**TASK INPUTS**
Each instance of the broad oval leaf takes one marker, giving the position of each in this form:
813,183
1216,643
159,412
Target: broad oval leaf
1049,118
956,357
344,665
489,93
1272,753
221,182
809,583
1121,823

**DIRECTIONS**
Present every line of the items above as a numbered list, leaving out any blank lines.

**OUTPUT OF THE EXERCISE**
1. Each instance of the broad oval leaf takes one marker, giving the position of each in this form:
2. 813,183
3. 1216,643
4. 159,412
5. Target: broad oval leaf
6. 1049,118
7. 956,357
8. 344,665
9. 489,93
10. 1272,753
11. 221,182
12. 809,583
13. 1121,823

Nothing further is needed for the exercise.